LayoutScenario (~32) — viewport scroll, soft-wrap, gutter,
hardware cursor row/col. Unblocked by RenderSnapshot (§7.1).
Files: issue_1147_wrapped_line_nav, scroll_clearing,
scroll_wrapped_reach_last_line, scrolling, line_wrap_* (5
files), line_number_bugs, search_center_on_scroll,
search_*_stall_after_wrap, hanging_wrap_indent,
horizontal_scrollbar, issue_1502_word_wrap_squished,
issue_1574_*_scroll, virtual_line*, popup_wrap_indent,
margin, vertical_rulers, memory_scroll_leak,
side_by_side_diff_*, markdown_compose*, redraw_screen,
tab_scrolling, folding, issue_1571_fold_indicator_lag,
issue_1568_session_fold_restore, issue_779_after_eof_shade,
issue_1790_compose_wrap_highlight,
test_scrollbar_keybinds_cursor.
ModalScenario (~43) — adds ModalState to the observable and
OpenPrompt/FilterPrompt/ConfirmPrompt/CancelPrompt/
MenuSelect to InputEvent. Files: command_palette,
file_browser, file_explorer, action_popup_global, prompt,
prompt_editing, popup_selection, menu_bar, menu_*_bleed,
explorer_*, live_grep, search, search_replace,
lsp_code_action_modal, lsp_completion_*, dabbrev_completion,
status_bar_message_click, update_notification,
sudo_save_prompt, save_nonexistent_directory, settings,
settings_* (multiple), keybinding_editor, unicode_prompt_bugs,
issue_1718_settings_search_utf8_panic, preview_lsp_popup_focus,
cursor_under_popup, toggle_bars.
WorkspaceScenario (~19) — adds WorkspaceState to context and
observable. Splits and tabs are addressable as SplitId/TabId.
Files: buffer_groups, buffer_lifecycle,
buffer_settings_commands, multi_file_opening, preview_tabs,
split_focus_tab_click, split_tabs, split_view,
split_view_expectations, split_view_markdown_compose,
tab_config, tab_drag, copy_buffer_path,
issue_1540_tab_click_focus, position_history* (4 files).
PersistenceScenario (~23) — adds VirtualFs to context (an
in-memory FS the editor reads/writes through a fake adapter) and
FsState as observable. Files: auto_revert, encoding,
external_file_save_as_tab, file_permissions, hot_exit_*,
large_file_*, on_save_actions, recovery,
save_as_language_detection, server_session_lifecycle,
session_hot_exit, slow_filesystem, stdin_input, symlinks,
unnamed_buffer_persistence, workspace, open_folder,
lifecycle, bash_profile_editing, binary_file,
save_nonexistent_directory (dual with Modal),
undo_bulk_edit_after_save (dual with Buffer).

§ **Data supplied**:

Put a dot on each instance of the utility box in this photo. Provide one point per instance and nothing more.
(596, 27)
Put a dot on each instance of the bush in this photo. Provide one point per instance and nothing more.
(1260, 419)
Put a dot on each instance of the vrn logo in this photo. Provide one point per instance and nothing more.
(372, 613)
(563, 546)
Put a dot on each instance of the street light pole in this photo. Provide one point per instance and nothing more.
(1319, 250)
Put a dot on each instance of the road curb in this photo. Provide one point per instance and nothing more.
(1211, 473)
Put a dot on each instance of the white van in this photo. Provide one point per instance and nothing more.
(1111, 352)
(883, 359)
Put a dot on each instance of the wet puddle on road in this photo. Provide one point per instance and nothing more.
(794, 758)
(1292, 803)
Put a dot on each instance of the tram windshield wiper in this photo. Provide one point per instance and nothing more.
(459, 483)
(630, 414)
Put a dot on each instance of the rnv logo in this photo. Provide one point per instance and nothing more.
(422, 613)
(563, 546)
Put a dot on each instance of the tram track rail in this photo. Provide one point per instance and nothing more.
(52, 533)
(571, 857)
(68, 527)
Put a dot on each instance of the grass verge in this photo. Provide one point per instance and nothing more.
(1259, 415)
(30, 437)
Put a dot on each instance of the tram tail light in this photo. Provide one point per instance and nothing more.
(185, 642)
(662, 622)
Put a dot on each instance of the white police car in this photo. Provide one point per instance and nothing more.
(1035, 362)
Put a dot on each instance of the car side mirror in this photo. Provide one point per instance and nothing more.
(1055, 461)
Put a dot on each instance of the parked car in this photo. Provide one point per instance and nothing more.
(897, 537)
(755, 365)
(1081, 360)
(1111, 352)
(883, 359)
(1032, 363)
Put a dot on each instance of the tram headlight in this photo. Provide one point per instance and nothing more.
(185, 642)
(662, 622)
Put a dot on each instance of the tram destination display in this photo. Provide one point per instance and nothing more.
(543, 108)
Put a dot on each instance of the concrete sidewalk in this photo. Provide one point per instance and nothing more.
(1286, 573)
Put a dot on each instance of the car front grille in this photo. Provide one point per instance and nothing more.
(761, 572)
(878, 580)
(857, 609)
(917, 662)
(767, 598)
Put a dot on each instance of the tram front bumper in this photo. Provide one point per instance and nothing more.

§ **Exercises to complete**:
1. Write out the part of the scenario list starting with "WorkspaceScenario (~19) —" and going on through "position_history* (4 files).".
2. In the scenario list, what does PersistenceScenario add to context?
Rely on the scenario list alone.

§ **Solutions below**:
1.
WorkspaceScenario (~19) — adds WorkspaceState to context and
observable. Splits and tabs are addressable as SplitId/TabId.
Files: buffer_groups, buffer_lifecycle,
buffer_settings_commands, multi_file_opening, preview_tabs,
split_focus_tab_click, split_tabs, split_view,
split_view_expectations, split_view_markdown_compose,
tab_config, tab_drag, copy_buffer_path,
issue_1540_tab_click_focus, position_history* (4 files).

2. It adds VirtualFs, an in-memory FS that the editor reads and writes through a fake adapter.